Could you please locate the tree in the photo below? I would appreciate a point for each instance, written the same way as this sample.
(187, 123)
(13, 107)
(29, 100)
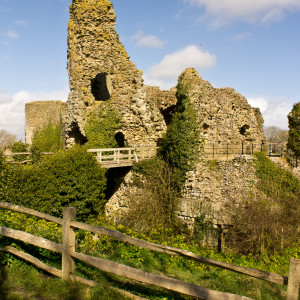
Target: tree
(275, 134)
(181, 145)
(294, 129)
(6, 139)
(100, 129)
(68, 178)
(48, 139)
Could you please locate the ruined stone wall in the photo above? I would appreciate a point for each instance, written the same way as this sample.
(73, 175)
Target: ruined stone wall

====

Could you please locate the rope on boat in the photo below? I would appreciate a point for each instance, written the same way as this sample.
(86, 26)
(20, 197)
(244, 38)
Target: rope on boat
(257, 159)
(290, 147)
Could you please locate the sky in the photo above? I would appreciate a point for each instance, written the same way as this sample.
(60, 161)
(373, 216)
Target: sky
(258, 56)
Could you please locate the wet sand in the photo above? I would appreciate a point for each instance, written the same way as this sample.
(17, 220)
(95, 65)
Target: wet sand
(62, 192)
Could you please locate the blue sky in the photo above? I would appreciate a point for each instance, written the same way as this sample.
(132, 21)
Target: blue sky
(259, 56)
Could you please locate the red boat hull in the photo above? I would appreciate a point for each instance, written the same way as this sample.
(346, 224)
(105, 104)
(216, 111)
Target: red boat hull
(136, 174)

====

### ACTIVITY
Return solely the count of lines in the data above in which the word "stone" occurs.

### PROBLEM SOLUTION
2